"""

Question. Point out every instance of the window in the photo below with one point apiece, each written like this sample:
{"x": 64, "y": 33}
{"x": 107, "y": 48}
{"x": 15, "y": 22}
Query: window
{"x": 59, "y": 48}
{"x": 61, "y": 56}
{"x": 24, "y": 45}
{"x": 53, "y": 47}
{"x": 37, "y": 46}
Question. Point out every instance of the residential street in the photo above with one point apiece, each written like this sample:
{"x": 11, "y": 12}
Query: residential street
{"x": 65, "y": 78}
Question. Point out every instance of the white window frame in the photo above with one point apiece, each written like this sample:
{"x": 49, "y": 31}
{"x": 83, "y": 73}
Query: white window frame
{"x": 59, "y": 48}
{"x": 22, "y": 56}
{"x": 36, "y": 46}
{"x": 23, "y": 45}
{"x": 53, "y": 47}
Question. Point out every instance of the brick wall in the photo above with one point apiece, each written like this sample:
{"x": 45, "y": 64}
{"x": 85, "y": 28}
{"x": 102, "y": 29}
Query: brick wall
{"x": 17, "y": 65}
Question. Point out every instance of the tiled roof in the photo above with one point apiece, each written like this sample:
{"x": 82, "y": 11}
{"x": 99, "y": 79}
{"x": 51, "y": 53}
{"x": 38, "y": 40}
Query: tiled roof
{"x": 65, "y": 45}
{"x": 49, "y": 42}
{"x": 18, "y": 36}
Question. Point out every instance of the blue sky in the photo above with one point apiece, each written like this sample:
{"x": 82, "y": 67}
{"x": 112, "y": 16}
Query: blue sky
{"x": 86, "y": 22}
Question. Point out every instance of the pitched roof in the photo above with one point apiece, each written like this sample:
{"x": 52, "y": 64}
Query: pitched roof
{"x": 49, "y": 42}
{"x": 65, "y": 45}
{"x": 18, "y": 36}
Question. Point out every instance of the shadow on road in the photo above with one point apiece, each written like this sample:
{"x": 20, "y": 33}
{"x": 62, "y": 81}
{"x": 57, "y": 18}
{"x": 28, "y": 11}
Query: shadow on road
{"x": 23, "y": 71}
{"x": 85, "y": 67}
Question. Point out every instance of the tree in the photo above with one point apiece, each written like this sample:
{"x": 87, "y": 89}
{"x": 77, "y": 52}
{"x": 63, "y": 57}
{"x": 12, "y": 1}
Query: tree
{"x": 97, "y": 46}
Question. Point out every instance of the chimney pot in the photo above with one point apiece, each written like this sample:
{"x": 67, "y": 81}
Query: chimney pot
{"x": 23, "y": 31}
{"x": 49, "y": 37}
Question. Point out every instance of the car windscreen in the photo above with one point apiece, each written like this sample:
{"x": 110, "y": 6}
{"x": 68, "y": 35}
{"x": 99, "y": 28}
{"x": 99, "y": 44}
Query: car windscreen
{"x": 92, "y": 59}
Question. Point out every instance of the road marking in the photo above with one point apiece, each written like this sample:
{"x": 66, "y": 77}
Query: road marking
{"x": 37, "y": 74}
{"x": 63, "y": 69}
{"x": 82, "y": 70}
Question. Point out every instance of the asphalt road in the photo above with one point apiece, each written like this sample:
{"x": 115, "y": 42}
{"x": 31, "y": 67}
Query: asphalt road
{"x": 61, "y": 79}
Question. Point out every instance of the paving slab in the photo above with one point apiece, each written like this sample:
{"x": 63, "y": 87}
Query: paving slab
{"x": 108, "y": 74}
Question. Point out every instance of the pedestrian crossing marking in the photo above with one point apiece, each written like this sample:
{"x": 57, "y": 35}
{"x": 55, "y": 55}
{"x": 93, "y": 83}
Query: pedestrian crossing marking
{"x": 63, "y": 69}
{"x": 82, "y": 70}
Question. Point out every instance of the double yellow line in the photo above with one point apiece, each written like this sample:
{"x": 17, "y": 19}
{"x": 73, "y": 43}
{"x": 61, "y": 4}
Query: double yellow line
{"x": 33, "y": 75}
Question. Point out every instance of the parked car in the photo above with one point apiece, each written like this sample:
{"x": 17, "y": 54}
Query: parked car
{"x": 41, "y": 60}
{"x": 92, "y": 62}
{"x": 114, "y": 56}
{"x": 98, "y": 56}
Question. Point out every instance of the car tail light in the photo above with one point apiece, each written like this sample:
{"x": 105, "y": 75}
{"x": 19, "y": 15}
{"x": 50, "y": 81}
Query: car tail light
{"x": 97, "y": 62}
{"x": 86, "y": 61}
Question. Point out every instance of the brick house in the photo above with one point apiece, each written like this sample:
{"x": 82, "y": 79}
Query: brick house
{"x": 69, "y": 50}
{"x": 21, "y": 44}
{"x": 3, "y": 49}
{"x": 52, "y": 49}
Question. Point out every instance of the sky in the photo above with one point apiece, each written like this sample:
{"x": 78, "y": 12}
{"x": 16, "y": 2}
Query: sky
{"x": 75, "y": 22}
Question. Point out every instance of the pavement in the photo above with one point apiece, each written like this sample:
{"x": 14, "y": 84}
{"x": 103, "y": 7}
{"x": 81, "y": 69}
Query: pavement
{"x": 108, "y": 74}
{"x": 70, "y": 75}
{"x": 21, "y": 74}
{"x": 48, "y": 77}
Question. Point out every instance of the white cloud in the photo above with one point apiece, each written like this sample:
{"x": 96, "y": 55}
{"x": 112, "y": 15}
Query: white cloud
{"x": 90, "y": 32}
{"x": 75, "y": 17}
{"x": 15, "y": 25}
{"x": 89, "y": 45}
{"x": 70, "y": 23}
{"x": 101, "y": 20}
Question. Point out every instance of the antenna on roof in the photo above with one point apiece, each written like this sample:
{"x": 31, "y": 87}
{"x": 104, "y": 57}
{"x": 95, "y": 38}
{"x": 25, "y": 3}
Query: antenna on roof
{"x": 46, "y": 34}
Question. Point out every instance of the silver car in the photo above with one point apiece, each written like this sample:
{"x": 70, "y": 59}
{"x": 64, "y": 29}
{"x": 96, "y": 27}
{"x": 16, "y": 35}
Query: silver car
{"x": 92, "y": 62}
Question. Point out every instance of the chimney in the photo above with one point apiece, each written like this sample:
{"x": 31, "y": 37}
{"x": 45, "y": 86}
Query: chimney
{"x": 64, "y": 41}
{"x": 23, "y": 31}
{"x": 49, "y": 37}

"""

Directive —
Rescale the rows from the line containing "Question. Point out every instance of the chimney in" through the end of the rows, both included, reproducing those lines with their requests and multiplying every answer coordinate by 0.95, rounded to whole numbers with halves rounded up. Leave the requests and their format samples unchanged, and give only those lines.

Task result —
Question. Point out every instance of the chimney in the photo above with one point apiece, each written like this sample:
{"x": 31, "y": 37}
{"x": 45, "y": 86}
Query: chimney
{"x": 61, "y": 39}
{"x": 22, "y": 29}
{"x": 47, "y": 35}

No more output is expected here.